* RECORDS FOR THE EXERCISE:
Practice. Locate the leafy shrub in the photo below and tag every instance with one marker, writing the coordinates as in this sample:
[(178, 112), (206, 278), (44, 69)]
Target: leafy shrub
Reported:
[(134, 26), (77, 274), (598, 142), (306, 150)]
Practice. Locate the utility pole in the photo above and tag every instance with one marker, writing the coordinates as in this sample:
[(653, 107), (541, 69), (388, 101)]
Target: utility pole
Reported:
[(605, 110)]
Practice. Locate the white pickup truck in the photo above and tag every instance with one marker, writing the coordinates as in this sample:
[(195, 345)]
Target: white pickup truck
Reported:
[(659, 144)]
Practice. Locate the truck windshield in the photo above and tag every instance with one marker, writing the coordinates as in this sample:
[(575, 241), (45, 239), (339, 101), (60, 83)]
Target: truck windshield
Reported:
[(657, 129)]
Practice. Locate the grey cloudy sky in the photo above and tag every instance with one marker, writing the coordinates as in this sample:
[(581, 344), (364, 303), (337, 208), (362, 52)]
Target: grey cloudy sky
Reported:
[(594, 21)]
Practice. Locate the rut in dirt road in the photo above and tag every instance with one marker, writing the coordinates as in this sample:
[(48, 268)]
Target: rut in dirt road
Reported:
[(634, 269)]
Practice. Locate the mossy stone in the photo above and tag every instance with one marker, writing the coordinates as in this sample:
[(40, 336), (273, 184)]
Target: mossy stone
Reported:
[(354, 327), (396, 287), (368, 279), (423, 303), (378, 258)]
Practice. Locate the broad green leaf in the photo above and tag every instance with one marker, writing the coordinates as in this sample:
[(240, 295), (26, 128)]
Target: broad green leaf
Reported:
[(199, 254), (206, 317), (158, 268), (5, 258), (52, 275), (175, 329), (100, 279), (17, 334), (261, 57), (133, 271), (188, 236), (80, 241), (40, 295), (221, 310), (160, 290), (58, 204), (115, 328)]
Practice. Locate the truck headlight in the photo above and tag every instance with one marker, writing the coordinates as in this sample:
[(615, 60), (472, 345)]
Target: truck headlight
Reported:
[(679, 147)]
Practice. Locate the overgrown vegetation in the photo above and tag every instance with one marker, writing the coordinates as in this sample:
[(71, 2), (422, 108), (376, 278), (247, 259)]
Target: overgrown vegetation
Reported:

* TASK OBJECTIVE: Scale the part of the records that opens with the line containing "Practice. Locate the grey" and closes with the line containing "204), (115, 328)]". Reproduce every line in that span, requests included, but multiply each coordinate in the answers by 0.95 and round to whole numbers, halves up, leaving the requests and their format samples unchanged.

* EXERCISE SOLUTION:
Practice. Locate the grey cloudy sky in the photo above and tag every instance with one marker, writing the coordinates as in this sample:
[(581, 344), (364, 303), (337, 208), (362, 52)]
Target: grey cloudy sky
Reported:
[(564, 20)]
Practice. Locate the rut in dirt road in the photo above and tag every instance with one marker, writing the coordinates as in this sample:
[(48, 268)]
Target: rut in dirt road
Reported:
[(602, 256)]
Practice. Locate the mossy stone in the photo above and tag every instance with one marker, writing the coordinates as in this sample:
[(40, 336), (273, 184)]
Target: mossy stone
Reported:
[(336, 311), (376, 273), (350, 265), (402, 288), (359, 245)]
Practice. Locate the broad green leaf in the photo above and tag every instance with one marker, writing the coordinates as in this sample:
[(240, 295), (26, 128)]
Target: broad green leaf
Reported:
[(189, 241), (196, 301), (150, 255), (5, 245), (49, 261), (166, 313), (95, 265), (16, 317), (248, 54), (126, 257), (179, 224), (76, 229), (38, 280), (210, 295), (152, 276), (55, 194), (109, 312)]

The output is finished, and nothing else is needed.